[Lines of data]
☆ ☆ ☆ ☆
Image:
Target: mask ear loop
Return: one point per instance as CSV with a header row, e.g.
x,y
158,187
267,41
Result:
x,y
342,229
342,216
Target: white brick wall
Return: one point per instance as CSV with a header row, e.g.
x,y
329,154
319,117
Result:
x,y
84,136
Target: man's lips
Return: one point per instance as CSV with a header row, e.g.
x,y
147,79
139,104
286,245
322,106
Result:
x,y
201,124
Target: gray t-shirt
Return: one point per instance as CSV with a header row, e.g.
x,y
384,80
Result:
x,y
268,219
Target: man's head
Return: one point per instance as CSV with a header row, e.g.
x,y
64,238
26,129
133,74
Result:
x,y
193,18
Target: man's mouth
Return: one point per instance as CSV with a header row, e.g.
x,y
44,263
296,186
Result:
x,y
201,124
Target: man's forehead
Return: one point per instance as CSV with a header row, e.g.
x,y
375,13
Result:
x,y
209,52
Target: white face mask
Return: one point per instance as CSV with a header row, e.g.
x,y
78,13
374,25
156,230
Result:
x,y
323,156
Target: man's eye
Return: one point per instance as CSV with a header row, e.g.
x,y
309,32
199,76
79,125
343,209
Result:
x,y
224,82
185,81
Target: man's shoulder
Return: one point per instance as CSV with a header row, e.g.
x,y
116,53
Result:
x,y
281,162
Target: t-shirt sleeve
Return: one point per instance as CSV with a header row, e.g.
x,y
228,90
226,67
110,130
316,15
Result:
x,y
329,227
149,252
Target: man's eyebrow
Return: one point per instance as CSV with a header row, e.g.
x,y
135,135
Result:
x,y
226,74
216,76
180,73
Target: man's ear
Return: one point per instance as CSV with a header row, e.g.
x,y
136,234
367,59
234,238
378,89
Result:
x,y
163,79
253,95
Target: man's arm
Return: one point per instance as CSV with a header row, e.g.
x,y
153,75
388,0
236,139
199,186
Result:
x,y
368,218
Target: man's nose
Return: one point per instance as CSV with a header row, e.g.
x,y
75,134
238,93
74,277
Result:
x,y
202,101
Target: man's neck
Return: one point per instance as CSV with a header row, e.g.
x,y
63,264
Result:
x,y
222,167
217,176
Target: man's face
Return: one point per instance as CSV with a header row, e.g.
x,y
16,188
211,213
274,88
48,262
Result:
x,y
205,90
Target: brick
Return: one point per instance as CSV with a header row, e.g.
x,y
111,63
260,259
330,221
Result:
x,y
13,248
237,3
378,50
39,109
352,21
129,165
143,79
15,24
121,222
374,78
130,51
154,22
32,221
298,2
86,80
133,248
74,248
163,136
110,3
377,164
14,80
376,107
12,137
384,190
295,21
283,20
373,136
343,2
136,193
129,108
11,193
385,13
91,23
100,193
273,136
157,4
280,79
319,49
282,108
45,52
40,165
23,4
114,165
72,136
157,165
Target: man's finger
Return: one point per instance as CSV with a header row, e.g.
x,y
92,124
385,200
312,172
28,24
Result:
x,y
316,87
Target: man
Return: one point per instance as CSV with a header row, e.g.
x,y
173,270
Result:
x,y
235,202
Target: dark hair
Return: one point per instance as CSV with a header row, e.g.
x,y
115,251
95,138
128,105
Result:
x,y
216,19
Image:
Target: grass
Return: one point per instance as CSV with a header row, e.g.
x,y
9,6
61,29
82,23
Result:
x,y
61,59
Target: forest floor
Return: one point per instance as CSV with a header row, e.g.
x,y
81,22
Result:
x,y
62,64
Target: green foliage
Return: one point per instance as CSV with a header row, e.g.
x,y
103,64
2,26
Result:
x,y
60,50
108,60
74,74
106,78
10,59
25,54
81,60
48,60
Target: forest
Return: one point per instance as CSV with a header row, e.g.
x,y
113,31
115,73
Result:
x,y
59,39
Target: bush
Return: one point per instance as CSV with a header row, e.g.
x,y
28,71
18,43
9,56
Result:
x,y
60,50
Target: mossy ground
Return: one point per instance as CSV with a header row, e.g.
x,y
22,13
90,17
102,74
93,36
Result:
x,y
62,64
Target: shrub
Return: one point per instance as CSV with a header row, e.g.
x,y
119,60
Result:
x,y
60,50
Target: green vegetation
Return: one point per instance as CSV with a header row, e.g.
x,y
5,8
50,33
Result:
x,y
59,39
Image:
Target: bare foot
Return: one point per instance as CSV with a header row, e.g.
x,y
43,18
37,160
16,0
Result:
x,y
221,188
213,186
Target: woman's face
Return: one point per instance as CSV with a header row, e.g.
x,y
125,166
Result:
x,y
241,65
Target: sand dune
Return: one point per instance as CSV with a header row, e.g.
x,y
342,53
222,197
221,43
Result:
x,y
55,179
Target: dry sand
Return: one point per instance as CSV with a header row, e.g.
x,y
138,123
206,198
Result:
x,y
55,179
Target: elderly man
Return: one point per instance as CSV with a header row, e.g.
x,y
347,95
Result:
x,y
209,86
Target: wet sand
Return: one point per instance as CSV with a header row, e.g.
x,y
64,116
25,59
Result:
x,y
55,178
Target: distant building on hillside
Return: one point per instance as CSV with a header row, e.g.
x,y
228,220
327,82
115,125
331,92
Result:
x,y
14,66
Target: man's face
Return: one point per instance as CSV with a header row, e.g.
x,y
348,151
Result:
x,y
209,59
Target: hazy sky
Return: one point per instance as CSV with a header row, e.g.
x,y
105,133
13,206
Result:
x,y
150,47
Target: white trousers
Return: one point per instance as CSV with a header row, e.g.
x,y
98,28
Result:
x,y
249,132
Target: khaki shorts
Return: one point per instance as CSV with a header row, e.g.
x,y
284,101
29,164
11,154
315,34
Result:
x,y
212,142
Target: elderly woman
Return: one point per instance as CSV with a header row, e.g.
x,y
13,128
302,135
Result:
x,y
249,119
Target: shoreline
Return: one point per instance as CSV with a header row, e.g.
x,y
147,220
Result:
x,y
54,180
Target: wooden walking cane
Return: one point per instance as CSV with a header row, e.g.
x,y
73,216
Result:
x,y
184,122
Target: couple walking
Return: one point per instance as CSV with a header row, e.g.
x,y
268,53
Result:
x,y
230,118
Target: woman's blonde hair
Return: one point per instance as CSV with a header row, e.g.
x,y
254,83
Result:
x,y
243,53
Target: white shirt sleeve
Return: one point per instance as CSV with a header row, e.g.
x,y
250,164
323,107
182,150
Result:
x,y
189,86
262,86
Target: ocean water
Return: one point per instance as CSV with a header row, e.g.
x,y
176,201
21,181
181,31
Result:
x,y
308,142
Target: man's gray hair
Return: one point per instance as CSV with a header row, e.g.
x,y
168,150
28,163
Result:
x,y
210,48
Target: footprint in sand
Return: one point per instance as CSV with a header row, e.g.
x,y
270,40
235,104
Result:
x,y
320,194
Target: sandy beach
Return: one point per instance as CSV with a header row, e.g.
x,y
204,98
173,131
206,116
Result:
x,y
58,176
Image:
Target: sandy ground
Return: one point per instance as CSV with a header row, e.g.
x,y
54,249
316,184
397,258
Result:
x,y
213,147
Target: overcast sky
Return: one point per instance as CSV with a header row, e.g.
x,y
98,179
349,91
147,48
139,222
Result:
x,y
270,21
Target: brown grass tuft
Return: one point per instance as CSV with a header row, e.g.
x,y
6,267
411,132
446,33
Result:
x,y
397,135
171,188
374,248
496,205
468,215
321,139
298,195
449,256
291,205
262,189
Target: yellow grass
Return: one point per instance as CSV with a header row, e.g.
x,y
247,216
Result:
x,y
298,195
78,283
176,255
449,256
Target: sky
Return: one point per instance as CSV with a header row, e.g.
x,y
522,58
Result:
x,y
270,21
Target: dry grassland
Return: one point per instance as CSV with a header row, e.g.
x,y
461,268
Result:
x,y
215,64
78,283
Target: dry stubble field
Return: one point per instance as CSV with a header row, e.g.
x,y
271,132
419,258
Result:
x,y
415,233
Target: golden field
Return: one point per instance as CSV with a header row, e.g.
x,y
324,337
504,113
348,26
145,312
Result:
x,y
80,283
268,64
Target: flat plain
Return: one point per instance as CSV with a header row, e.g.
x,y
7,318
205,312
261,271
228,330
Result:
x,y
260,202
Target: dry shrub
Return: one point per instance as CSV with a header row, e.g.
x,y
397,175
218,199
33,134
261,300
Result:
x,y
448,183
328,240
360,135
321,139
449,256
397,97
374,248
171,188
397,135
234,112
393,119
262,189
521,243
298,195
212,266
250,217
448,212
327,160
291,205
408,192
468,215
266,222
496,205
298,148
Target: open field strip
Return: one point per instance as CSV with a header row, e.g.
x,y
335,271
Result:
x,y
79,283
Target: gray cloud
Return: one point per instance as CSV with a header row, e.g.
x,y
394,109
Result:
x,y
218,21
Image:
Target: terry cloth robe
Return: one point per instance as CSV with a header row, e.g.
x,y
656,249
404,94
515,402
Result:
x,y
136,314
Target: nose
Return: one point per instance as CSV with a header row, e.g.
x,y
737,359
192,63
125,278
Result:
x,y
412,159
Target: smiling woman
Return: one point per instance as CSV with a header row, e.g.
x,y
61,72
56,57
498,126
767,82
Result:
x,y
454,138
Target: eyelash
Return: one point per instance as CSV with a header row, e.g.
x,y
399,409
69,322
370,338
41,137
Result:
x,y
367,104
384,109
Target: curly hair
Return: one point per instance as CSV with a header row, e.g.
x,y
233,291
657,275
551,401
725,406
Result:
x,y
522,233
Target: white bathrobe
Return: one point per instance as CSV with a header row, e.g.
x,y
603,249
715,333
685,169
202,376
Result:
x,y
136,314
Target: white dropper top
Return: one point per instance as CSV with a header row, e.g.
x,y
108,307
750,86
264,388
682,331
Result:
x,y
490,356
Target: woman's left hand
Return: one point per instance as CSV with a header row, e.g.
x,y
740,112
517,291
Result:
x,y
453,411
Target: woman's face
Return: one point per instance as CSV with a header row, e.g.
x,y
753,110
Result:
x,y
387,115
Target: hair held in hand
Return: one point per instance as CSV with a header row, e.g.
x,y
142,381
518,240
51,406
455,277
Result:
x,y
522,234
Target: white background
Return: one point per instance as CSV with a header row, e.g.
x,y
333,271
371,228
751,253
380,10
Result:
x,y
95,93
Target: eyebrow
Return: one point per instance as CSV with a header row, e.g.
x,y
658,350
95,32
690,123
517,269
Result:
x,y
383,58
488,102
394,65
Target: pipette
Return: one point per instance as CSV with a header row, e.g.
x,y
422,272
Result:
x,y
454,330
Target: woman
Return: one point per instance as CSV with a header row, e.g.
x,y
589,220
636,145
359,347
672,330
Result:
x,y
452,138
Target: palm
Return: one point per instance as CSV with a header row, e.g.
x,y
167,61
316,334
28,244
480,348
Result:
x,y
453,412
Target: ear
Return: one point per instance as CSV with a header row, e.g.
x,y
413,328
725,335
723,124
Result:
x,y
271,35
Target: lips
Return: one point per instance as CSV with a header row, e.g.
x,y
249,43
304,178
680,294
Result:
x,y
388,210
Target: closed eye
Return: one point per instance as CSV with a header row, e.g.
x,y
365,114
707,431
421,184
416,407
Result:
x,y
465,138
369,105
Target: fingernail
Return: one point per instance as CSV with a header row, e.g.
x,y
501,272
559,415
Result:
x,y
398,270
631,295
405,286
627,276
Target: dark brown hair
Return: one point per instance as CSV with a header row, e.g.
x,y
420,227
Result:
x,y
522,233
☆ ☆ ☆ ☆
What is required –
Rewrite the items starting at the line containing "Target: fingernail" and ending at the last line of the items, changing "dark brown hair" to "light brown hair" and leaving all else as it is. Return only those lines.

Correct output –
Target: fingernail
Return: one point per instance as CSV with a header row, e.g.
x,y
501,272
559,415
Result:
x,y
398,270
631,295
405,286
627,276
Target: light brown hair
Return: one point per instance as CSV with a header row, e.g.
x,y
420,227
Result:
x,y
522,233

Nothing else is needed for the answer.